*** Given records ***

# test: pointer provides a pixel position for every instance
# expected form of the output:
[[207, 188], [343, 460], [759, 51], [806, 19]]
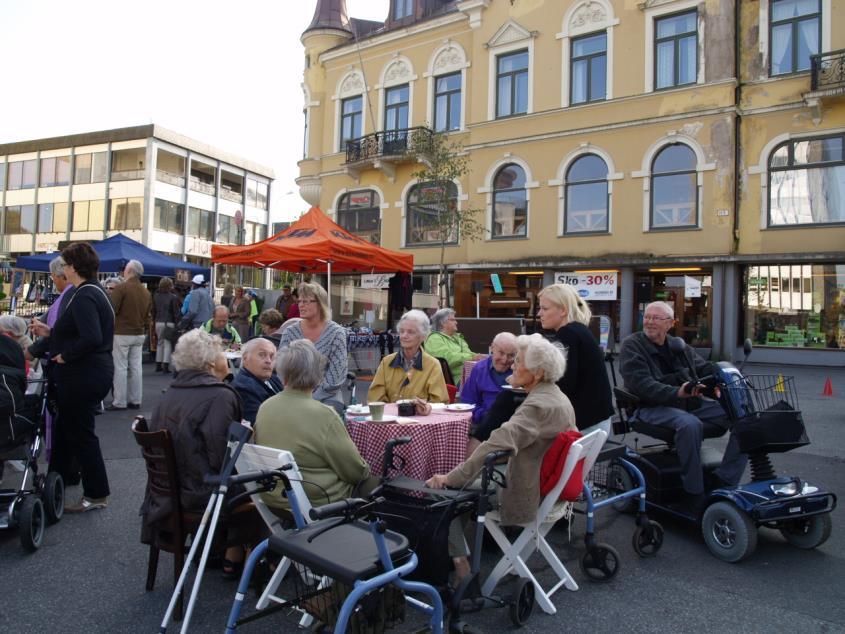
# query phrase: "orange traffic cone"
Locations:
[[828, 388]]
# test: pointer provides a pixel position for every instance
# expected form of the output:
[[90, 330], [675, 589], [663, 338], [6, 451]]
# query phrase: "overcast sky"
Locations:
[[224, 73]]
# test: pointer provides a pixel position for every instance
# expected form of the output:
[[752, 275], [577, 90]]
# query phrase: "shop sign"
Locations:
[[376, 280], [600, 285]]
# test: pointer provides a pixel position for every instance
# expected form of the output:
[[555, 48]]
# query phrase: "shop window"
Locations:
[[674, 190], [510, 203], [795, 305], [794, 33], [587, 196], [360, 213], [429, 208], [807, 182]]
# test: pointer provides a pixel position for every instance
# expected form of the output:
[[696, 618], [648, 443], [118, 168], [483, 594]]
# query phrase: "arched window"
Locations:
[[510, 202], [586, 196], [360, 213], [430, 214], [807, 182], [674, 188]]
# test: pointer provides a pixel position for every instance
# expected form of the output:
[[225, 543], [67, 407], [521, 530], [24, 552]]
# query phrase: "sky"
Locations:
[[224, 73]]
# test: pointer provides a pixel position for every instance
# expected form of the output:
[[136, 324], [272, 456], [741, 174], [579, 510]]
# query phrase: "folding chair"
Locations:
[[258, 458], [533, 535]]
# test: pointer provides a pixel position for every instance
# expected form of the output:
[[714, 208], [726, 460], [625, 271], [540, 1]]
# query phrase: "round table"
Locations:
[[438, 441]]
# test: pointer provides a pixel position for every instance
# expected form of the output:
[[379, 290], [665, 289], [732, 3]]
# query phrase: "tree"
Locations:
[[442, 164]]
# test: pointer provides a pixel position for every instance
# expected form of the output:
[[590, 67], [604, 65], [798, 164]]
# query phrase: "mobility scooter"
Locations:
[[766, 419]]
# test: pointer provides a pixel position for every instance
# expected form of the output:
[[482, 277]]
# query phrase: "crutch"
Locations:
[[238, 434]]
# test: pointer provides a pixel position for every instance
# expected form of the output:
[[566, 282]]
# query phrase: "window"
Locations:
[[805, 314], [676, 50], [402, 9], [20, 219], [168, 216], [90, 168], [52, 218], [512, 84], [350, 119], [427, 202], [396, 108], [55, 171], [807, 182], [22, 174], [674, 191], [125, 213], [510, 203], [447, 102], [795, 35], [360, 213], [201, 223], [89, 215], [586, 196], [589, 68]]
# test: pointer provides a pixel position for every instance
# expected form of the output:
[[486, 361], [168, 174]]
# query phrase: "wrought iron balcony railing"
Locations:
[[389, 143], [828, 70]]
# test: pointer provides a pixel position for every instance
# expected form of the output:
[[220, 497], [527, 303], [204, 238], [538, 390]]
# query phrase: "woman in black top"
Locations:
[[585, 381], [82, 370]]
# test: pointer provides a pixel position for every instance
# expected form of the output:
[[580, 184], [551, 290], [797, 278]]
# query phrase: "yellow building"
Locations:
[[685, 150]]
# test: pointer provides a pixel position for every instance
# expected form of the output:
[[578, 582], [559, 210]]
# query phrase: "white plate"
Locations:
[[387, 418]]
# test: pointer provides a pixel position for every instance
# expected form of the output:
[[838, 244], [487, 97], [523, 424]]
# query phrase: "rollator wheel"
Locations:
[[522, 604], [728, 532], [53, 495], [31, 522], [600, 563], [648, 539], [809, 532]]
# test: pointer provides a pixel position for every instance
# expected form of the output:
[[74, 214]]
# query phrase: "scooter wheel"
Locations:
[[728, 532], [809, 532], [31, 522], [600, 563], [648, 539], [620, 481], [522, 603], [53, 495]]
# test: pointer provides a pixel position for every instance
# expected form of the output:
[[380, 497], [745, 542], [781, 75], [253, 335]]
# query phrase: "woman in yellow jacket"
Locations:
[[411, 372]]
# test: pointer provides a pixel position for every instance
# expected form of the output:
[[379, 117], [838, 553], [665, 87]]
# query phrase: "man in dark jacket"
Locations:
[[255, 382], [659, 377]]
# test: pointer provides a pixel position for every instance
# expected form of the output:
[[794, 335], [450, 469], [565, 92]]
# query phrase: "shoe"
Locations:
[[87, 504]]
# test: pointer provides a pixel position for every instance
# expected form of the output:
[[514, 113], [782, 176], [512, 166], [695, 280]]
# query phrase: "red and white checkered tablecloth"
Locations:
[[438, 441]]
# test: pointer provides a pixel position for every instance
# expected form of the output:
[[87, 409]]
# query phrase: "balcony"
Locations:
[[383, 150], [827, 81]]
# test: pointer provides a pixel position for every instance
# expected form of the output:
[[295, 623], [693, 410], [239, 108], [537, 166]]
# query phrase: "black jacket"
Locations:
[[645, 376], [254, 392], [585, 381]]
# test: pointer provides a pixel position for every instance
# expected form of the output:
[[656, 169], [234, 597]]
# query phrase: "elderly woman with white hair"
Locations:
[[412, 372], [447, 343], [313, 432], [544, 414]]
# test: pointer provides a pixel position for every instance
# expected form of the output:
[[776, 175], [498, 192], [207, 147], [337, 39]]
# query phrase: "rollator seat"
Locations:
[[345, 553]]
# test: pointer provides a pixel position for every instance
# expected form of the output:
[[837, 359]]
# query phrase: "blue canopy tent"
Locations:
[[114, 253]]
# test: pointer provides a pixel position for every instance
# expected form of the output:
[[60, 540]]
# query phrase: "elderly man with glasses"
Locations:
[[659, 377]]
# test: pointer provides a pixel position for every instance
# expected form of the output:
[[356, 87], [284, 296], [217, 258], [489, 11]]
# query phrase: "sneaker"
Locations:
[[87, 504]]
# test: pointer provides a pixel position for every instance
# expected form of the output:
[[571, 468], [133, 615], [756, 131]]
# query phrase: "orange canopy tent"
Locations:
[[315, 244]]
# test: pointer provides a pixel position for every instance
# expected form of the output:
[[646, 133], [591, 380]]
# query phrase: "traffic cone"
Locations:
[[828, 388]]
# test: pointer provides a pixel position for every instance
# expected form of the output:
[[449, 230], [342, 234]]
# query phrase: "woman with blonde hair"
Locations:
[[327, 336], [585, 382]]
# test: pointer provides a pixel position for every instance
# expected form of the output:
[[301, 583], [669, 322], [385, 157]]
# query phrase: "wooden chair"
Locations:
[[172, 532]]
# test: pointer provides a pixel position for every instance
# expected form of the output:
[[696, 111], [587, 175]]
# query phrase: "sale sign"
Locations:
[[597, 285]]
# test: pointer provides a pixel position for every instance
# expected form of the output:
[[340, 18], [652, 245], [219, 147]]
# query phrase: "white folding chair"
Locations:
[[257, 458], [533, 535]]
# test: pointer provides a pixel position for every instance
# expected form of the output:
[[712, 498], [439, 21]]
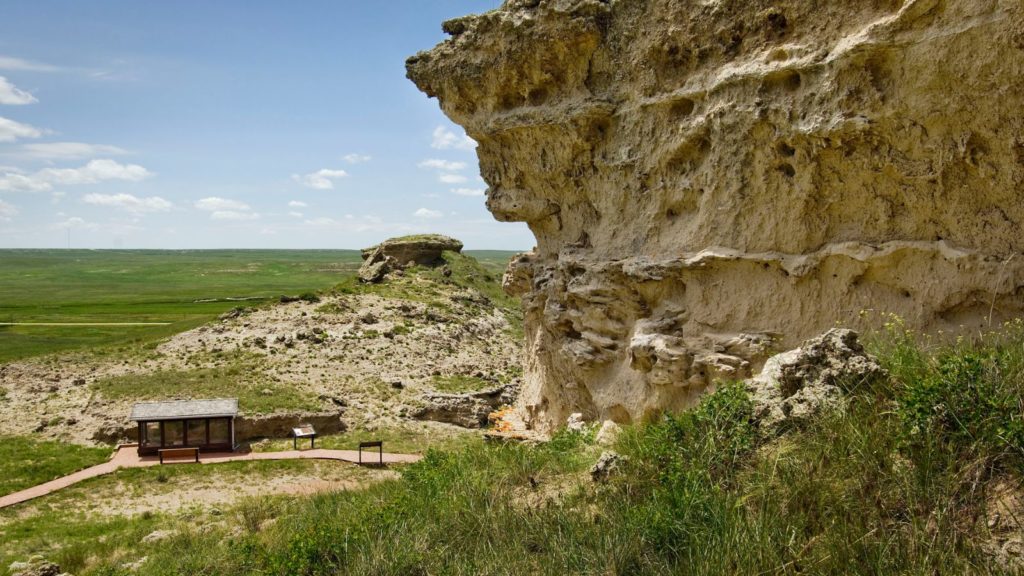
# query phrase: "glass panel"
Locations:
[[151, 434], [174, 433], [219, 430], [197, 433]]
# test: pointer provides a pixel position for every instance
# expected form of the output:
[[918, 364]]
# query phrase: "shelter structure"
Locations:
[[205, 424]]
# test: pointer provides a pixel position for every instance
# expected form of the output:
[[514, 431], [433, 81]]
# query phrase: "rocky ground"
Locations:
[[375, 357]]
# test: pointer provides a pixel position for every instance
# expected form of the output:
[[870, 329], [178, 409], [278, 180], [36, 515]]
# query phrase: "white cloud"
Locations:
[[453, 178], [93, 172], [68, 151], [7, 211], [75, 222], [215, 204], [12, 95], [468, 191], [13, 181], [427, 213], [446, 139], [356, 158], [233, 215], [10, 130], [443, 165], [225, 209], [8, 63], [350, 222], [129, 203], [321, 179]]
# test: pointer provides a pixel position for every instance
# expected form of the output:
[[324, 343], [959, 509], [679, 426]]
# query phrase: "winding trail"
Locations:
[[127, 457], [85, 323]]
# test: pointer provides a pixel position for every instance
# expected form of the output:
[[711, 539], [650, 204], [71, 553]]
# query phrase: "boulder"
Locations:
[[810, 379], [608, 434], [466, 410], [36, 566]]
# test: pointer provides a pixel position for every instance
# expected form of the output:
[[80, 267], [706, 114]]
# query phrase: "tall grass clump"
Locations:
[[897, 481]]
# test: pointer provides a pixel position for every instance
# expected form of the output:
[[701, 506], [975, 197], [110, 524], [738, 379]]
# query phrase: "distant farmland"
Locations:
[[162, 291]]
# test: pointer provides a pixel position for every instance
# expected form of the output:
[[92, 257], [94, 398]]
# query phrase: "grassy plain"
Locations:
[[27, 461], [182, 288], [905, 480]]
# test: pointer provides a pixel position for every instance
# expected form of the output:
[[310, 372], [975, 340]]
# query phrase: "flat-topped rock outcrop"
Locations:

***

Set exercise ▸ Could you show every line from the rows above that contains the word "orange", copied in full?

Task answer ▸
# query phrase: "orange traffic cone"
# query phrase: "orange canopy tent"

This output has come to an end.